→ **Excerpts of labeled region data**
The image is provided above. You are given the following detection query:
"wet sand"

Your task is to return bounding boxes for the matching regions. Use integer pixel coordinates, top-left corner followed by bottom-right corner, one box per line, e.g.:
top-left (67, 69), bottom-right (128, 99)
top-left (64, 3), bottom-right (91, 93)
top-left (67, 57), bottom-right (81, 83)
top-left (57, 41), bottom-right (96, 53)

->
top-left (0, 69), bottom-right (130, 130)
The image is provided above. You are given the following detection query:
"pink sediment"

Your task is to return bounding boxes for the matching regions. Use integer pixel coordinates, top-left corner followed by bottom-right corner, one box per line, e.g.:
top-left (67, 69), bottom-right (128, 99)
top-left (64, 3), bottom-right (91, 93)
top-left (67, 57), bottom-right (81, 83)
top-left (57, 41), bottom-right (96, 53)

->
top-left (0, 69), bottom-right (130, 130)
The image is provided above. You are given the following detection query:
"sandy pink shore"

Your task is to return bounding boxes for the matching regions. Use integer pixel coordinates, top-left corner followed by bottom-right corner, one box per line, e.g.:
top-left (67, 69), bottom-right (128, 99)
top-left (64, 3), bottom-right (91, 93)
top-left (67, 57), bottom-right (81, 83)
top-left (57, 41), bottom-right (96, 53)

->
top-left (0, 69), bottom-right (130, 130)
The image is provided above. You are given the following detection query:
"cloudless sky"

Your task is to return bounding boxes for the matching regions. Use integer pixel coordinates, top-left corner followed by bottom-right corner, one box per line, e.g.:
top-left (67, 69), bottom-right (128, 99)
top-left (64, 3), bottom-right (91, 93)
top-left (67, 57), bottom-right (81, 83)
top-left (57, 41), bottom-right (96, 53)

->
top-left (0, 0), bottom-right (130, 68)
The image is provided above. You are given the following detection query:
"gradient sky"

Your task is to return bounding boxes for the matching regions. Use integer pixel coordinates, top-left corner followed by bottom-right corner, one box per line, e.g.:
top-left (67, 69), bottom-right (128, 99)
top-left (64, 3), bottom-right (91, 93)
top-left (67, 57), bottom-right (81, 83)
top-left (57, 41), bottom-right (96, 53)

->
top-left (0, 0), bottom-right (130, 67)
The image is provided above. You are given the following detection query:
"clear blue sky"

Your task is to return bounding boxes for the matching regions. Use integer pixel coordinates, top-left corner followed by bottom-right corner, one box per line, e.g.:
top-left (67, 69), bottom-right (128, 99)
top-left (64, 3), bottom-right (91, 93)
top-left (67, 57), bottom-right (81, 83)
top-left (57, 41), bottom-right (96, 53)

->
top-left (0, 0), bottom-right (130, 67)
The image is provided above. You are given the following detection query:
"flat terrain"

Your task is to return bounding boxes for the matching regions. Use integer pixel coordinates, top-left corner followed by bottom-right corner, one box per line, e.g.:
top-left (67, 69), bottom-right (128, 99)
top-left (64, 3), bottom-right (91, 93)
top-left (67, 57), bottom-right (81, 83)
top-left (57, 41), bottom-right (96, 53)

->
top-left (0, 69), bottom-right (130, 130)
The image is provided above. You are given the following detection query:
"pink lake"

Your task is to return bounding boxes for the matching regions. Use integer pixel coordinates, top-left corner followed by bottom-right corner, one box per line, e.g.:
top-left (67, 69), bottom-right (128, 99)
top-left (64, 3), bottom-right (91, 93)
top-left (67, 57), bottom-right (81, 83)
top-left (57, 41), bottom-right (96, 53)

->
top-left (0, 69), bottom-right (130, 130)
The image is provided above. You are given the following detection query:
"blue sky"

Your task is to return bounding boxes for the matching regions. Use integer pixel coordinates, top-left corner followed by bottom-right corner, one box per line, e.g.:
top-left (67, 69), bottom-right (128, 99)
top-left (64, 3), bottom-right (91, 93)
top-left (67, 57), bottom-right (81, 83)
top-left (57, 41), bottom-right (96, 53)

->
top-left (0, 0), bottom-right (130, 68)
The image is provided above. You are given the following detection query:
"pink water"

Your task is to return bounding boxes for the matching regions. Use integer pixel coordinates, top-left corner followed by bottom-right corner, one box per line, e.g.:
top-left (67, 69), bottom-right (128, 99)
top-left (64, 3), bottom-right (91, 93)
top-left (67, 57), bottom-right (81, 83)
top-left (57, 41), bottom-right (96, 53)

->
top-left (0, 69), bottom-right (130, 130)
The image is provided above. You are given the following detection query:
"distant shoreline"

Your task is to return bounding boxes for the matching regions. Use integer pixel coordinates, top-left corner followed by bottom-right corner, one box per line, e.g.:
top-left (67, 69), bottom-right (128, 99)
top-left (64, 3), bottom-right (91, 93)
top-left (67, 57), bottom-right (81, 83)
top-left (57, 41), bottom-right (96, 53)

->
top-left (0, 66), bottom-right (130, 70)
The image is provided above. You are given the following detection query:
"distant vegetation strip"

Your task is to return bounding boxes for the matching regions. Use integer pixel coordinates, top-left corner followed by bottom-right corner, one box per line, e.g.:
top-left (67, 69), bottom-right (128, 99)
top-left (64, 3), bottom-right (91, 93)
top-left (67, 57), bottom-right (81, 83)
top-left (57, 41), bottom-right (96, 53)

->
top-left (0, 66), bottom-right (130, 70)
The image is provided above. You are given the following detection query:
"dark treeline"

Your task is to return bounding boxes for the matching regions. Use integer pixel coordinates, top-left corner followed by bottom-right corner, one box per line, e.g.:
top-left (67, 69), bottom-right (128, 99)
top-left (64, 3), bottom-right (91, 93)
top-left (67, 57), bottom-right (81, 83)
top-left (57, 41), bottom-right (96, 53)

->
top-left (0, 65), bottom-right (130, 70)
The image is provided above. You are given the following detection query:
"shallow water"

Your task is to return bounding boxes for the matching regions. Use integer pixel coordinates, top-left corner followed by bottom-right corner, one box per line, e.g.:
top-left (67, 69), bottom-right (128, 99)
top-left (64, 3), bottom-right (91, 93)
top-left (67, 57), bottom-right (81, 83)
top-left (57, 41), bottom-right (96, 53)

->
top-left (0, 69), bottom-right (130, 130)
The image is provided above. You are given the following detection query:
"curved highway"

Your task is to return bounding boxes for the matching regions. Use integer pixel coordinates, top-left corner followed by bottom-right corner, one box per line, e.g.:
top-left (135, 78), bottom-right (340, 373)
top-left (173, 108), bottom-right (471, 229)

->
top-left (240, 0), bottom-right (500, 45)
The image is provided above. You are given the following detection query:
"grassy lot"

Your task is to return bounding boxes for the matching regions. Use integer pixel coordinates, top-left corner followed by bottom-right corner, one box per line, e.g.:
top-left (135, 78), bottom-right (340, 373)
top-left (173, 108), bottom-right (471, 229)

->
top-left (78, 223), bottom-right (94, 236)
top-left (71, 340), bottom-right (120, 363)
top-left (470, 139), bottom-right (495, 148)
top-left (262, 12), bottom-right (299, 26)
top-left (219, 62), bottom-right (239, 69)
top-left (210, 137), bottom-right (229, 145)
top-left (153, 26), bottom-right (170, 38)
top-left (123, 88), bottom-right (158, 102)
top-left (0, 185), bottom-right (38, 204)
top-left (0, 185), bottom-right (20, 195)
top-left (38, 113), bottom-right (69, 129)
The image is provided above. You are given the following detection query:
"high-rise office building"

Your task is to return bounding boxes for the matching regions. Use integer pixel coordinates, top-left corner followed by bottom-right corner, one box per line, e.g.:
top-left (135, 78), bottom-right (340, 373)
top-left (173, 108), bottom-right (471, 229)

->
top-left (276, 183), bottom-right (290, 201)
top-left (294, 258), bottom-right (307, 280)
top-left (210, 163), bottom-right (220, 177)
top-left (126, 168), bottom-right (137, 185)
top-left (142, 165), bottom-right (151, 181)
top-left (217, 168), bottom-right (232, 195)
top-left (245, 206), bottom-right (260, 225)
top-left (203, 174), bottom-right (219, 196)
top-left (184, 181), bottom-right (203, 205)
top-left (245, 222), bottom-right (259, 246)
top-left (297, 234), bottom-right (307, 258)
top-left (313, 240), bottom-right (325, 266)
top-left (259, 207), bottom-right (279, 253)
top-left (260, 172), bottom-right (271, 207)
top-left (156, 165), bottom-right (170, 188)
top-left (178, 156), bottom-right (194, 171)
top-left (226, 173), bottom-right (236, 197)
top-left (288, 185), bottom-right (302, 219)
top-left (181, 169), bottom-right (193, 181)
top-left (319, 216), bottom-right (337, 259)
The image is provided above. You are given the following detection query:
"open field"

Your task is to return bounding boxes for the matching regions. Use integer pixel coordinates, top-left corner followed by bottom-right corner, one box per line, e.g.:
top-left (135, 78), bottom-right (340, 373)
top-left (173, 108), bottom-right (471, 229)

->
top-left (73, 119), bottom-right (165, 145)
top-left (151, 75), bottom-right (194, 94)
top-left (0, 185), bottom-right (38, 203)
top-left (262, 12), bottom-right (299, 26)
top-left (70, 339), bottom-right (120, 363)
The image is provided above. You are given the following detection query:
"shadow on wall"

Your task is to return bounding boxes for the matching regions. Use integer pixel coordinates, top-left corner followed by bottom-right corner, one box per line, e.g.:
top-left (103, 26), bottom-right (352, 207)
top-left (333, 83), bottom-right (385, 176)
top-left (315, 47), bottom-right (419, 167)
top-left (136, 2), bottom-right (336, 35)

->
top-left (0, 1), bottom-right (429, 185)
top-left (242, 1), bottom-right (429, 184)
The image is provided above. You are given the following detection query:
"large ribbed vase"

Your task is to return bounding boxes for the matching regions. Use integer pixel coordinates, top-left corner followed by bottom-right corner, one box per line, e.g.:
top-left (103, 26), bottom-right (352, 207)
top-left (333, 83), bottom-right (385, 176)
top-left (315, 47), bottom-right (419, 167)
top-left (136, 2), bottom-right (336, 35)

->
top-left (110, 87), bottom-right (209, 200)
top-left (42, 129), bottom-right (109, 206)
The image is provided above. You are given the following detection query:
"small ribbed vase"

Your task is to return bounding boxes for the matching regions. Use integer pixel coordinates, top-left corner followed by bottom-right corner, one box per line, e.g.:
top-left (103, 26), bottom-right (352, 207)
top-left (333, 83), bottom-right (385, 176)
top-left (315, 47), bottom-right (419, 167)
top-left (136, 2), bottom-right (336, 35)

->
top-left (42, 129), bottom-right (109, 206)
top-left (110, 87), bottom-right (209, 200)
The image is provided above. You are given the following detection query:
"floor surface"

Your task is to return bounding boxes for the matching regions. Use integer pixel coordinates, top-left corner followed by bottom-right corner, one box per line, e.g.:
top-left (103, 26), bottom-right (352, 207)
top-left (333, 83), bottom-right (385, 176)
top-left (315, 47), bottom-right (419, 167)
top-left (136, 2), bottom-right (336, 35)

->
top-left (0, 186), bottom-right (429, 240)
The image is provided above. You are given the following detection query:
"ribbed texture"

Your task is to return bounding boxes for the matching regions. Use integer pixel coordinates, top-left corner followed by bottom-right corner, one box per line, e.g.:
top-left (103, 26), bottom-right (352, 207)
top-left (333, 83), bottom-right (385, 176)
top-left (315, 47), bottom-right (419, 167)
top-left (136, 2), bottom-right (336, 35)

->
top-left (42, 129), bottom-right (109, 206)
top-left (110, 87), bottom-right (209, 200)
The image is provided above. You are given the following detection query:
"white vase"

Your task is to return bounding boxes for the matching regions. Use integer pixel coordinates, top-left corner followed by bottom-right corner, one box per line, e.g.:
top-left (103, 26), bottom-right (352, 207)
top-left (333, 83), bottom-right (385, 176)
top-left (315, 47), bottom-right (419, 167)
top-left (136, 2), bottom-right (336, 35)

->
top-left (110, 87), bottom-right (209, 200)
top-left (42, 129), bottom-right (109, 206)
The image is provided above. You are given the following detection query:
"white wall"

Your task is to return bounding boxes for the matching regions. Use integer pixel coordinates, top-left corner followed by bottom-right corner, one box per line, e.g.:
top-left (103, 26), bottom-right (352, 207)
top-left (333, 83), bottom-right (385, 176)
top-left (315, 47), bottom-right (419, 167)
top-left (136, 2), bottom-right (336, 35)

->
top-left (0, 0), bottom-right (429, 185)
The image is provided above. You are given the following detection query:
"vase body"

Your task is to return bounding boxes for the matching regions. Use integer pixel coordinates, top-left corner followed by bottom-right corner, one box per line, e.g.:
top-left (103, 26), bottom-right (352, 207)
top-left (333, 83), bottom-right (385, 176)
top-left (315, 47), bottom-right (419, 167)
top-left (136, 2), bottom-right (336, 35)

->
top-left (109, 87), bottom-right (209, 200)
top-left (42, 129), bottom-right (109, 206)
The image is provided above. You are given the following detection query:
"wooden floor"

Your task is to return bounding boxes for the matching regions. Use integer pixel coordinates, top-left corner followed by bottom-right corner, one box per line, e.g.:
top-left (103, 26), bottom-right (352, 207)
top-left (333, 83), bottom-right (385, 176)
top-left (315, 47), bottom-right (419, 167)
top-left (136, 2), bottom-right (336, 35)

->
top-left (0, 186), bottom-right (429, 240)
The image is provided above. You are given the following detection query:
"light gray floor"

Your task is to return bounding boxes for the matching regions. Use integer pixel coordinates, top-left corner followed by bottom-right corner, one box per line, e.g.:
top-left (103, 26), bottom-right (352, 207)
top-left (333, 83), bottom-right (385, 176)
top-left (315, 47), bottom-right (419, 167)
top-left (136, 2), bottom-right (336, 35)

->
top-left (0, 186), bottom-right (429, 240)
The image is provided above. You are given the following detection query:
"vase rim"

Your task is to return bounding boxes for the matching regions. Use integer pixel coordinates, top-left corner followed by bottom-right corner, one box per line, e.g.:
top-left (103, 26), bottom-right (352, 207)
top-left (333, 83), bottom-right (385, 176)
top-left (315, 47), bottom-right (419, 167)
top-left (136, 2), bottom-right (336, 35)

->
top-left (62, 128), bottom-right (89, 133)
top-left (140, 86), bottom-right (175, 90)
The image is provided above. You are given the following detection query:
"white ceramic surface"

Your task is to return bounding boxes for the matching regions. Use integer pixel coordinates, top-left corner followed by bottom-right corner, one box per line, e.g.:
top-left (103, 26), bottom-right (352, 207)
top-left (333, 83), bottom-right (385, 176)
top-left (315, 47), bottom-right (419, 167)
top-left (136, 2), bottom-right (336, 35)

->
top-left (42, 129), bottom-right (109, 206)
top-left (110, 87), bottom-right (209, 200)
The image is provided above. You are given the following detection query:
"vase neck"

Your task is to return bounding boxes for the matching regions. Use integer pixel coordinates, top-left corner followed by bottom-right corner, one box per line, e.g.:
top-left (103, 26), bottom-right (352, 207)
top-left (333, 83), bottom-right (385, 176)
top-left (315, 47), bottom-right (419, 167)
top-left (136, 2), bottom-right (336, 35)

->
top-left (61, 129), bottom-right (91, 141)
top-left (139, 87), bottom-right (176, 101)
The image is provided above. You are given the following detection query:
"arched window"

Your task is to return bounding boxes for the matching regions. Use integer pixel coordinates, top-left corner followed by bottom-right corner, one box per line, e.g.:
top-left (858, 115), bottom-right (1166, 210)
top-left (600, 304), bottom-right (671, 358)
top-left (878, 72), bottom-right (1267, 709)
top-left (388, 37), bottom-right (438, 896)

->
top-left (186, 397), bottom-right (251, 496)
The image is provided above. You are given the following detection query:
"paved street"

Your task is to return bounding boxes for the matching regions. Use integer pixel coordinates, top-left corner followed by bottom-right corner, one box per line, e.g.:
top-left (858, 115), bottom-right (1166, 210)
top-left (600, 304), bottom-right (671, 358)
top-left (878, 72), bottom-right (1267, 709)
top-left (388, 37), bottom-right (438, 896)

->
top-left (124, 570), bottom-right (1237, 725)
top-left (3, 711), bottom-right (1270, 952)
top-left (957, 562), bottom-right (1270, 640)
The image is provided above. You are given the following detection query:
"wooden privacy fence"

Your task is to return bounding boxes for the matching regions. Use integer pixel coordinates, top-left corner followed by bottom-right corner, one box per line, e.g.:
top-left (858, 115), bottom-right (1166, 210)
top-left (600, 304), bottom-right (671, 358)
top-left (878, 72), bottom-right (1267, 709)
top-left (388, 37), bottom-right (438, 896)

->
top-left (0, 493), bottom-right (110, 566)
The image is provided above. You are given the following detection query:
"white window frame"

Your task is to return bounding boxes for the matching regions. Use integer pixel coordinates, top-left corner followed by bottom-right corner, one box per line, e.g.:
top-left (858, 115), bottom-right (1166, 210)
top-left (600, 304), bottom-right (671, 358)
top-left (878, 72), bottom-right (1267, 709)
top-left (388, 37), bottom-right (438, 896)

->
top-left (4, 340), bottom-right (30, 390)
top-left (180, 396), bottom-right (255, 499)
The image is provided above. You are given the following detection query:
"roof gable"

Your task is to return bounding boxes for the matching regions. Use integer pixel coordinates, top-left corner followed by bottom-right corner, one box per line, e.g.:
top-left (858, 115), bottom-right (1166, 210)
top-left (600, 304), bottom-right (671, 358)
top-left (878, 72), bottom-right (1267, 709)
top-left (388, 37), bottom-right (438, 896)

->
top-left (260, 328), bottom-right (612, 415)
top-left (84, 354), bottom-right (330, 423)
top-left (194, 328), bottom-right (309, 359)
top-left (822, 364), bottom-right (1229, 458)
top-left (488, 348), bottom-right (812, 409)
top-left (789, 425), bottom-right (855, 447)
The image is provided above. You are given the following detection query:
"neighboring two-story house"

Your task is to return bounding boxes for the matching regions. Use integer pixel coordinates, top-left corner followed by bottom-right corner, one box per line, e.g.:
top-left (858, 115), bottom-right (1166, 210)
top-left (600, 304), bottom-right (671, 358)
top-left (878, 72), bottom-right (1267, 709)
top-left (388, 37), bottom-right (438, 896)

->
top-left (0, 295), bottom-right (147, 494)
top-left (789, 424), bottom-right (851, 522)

→ **THE EXERCISE**
Extract every line in the data above that contains the string "ribbed".

→ **COMPLETED EXERCISE**
"large ribbed vase"
"small ribbed vase"
"ribbed texture"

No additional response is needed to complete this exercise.